Stored records:

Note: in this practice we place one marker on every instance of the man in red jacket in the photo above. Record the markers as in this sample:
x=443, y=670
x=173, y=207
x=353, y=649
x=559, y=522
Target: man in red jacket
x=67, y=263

What to work on: Please format the lines above as a JSON list of strings, one string per line, leaving out any blank lines.

Exercise response:
[
  "Note: in this practice we place one marker on every instance of the man in red jacket in the photo above. Record the markers as in this sample:",
  "x=443, y=670",
  "x=173, y=207",
  "x=353, y=649",
  "x=559, y=522",
  "Target: man in red jacket",
  "x=67, y=263"
]